Section 6 illustrates the distribution of offsets from different PTMMs and codecs.

Section 7 presents more qualitative results on various compression codecs and qualities.

6 Distribution of Offsets

We investigate the learned distributions of offsets via histogram visualization of offsets from different Prompt guided Token Mixer Modules (PTMMs). The $i$ and $j$ of $\operatorname{PTMM}\_{i}\_{j}$ denotes the offsets of $j^{th}$ PTMM from $i^{th}$ PTMB. We have the following observations: 1) As the depth increases, the learned offsets first expand to a larger range and then shrink to a smaller range. This hints that the model learns to extract local information for the query token at shallow layers. In the middle layers, the model leverages the offsets to aggregate the global-wise information to perform better token mixing. At the last layers, the distortions contained in image features are mostly removed, therefore the model focuses more on using local information again to refine the query tokens for the reconstruction purpose. 2) The distribution of offsets from middle layers differs among various codecs. We attribute this to the guidance from task-specific prompts. Since the distortion varies among different codecs, the visualization of learned offsets validates that our prompts are capable of providing adaptive guidance against various distortions, thus leading to better performance in the CSR tasks [67, 24]. 3) The offsets expand to a wider range for learning-based codecs compared to traditional codecs. We believe this is because the distortion introduced by learning-based codecs is more challenging to eliminate compared to that from traditional codecs, necessitating broader ranges of offsets to extract useful information for query tokens.

7 More Visual Results

We provide more visual comparisons between our UCIP with state-of-the-art methods on different codecs and different compression qualities within a single codec. UCIP shows clearer textures and less artifacts in super-resolved images, indicating that our prompts and offsets are adaptive and robust against various degradations.

- [Records shown]:
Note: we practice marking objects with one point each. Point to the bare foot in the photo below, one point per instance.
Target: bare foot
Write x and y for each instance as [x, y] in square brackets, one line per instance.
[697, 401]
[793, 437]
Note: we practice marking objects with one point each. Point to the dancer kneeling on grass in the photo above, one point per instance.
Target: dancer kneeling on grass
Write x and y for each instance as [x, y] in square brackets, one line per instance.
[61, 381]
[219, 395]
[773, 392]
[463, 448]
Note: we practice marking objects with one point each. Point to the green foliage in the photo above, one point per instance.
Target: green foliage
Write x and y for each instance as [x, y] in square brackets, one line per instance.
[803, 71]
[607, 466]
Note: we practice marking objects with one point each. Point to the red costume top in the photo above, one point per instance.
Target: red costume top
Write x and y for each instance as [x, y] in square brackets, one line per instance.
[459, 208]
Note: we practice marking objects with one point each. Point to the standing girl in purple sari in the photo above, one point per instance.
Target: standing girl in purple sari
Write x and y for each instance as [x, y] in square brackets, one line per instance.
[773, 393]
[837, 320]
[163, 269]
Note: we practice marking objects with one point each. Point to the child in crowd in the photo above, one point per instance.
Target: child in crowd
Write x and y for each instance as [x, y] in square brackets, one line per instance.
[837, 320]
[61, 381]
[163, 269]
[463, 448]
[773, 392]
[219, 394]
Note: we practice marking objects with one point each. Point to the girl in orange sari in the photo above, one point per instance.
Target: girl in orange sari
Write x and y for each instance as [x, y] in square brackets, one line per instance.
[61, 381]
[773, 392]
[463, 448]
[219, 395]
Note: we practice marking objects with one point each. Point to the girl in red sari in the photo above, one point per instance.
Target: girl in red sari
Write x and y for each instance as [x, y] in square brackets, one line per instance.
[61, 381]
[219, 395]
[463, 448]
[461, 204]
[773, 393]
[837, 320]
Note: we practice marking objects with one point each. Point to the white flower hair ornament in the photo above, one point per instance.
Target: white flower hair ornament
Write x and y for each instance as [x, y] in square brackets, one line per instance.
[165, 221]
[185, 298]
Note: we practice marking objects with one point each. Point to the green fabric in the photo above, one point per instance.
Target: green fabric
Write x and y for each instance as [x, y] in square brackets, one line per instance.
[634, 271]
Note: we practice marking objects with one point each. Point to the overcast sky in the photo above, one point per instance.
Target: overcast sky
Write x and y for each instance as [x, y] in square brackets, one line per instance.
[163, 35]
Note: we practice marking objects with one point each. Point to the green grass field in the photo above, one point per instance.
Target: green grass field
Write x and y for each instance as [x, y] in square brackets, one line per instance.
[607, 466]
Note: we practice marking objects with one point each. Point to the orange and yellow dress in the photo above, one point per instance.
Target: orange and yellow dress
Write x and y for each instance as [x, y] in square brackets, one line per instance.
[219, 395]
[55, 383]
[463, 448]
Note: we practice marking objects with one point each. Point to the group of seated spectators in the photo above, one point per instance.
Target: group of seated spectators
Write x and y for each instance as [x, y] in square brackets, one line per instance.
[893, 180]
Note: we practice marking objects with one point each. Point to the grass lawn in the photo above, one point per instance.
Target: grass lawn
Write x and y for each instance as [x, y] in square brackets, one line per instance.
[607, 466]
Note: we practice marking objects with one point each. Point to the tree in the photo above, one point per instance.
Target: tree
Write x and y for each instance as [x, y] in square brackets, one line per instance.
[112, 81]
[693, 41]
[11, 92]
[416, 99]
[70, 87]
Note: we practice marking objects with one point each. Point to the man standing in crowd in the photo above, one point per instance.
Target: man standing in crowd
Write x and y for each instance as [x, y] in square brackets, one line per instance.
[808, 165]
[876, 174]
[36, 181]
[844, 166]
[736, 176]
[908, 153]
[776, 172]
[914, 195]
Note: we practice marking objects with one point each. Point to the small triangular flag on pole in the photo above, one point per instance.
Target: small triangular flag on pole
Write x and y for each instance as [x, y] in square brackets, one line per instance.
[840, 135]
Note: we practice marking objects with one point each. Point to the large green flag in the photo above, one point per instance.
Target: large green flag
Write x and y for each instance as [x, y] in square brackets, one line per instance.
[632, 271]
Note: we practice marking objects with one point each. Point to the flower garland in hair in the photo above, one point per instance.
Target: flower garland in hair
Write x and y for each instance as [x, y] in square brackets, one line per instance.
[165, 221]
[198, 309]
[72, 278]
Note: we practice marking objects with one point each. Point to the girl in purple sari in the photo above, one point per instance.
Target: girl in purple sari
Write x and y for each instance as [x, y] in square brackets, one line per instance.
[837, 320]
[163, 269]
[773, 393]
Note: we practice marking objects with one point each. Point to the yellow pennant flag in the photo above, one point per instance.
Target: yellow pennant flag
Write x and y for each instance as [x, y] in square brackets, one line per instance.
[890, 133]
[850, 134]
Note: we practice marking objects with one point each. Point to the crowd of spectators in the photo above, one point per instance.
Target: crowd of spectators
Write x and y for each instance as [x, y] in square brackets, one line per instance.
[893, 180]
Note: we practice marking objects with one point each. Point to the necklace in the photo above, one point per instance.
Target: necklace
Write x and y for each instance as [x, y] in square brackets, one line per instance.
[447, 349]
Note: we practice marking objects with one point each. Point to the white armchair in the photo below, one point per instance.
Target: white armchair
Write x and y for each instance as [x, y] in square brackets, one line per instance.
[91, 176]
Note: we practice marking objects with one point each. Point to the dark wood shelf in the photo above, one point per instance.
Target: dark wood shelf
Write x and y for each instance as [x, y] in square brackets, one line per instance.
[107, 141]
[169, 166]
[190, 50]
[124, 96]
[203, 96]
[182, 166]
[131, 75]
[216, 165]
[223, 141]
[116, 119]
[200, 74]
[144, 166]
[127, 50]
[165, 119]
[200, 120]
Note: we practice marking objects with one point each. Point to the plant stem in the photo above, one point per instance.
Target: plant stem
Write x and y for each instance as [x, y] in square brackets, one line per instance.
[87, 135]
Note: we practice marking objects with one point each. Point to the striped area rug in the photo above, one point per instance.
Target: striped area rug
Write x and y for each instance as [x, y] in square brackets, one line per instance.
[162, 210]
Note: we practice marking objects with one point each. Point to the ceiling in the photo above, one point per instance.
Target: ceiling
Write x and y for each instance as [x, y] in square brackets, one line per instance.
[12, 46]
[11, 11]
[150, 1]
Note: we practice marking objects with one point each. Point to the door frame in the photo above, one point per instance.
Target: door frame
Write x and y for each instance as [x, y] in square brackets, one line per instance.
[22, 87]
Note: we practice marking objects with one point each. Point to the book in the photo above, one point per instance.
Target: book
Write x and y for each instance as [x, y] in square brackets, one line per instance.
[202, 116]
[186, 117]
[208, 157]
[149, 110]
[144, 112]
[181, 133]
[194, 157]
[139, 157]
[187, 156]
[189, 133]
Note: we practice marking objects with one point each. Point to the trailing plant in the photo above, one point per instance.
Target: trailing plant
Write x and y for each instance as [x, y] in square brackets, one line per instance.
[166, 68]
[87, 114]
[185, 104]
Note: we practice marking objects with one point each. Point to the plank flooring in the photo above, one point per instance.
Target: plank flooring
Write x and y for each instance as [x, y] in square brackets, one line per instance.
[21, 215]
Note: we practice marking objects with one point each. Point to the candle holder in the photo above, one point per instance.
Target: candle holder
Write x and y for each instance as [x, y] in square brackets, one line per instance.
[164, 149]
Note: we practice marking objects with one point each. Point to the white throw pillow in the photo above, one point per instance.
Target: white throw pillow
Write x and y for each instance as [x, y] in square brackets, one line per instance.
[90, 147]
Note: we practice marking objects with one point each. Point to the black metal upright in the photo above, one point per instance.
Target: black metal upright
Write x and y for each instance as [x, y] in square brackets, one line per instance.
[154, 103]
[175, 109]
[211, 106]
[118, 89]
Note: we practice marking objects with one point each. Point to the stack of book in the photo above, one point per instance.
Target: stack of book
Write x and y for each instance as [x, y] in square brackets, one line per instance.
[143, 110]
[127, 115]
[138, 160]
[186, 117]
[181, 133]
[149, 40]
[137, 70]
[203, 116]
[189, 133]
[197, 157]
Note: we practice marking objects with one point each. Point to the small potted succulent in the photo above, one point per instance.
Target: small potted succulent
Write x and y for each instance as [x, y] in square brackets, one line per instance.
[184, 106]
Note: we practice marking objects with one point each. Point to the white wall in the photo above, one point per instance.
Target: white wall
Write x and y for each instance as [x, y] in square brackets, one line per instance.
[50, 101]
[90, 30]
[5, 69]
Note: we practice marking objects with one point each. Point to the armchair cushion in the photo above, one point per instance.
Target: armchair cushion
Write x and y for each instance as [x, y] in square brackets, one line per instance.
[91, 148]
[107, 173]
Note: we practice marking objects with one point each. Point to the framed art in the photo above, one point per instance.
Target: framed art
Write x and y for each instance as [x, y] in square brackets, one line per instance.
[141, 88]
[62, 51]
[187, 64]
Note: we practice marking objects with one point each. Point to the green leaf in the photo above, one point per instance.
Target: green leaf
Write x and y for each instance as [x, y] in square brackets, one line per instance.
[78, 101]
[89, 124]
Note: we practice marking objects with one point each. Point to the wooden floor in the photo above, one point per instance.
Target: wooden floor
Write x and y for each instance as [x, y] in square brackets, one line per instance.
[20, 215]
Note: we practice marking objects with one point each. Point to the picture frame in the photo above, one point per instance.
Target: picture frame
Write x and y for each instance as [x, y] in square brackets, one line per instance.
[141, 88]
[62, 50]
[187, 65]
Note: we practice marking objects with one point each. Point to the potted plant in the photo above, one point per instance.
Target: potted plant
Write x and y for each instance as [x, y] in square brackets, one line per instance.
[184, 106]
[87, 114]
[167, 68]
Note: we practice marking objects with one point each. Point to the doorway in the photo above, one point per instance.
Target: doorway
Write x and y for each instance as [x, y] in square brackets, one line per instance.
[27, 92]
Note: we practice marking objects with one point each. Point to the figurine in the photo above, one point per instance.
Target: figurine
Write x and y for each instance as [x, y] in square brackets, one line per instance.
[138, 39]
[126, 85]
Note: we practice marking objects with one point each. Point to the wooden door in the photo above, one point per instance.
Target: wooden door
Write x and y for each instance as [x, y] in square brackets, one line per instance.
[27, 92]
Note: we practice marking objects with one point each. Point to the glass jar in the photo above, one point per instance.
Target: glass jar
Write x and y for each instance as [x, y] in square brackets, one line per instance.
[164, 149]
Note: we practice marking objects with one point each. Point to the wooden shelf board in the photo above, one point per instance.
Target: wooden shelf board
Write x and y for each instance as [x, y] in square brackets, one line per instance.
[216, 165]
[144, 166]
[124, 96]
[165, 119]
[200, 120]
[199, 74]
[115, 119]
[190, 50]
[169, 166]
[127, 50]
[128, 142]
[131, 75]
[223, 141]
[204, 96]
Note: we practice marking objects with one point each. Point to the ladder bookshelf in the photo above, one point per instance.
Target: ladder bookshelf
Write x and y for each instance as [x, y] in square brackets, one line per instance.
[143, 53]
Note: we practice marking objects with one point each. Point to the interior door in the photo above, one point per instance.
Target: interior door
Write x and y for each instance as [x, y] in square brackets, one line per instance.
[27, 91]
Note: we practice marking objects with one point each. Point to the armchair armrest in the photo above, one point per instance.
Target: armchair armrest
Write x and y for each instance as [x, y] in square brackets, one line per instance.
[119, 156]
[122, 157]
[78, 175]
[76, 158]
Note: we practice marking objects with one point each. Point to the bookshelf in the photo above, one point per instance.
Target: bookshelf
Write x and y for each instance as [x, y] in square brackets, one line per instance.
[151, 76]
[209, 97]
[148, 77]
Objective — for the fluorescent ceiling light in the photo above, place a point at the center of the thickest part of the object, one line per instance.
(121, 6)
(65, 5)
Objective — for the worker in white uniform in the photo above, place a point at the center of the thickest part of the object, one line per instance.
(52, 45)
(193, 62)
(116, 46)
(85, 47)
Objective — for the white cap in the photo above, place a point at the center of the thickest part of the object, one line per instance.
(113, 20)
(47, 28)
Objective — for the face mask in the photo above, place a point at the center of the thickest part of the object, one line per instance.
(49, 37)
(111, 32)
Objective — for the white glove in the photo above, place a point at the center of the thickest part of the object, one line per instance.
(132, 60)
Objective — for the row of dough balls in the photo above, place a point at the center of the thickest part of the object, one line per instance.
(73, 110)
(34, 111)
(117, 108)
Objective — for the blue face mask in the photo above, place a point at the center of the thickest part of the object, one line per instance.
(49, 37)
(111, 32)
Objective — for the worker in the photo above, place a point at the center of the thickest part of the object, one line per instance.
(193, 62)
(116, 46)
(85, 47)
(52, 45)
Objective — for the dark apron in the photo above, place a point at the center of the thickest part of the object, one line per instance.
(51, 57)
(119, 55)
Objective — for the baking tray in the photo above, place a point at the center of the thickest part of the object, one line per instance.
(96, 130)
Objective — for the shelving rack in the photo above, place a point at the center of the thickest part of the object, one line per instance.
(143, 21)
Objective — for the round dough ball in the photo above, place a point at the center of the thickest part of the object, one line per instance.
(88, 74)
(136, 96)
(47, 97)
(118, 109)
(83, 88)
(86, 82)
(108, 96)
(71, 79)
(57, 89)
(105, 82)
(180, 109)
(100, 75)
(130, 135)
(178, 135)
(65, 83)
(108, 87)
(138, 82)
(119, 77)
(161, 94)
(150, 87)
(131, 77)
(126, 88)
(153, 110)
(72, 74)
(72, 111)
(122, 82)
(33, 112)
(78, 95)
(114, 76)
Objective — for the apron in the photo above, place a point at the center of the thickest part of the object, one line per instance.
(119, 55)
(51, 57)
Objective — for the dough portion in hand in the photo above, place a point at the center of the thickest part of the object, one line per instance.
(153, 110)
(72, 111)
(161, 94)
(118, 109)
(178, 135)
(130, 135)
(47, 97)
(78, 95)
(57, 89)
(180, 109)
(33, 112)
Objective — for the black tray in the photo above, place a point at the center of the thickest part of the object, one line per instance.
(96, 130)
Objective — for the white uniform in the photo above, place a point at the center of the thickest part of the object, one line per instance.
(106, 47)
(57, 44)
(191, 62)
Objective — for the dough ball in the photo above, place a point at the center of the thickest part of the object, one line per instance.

- [What is expected]:
Translate this sentence from the text on offset distributions into Spanish: "Section 7 presents more qualitative results on various compression codecs and qualities." The records are separate material and have no connection to the text.

- [Worked solution]:
La sección 7 presenta más resultados cualitativos sobre diversos códecs y calidades de compresión.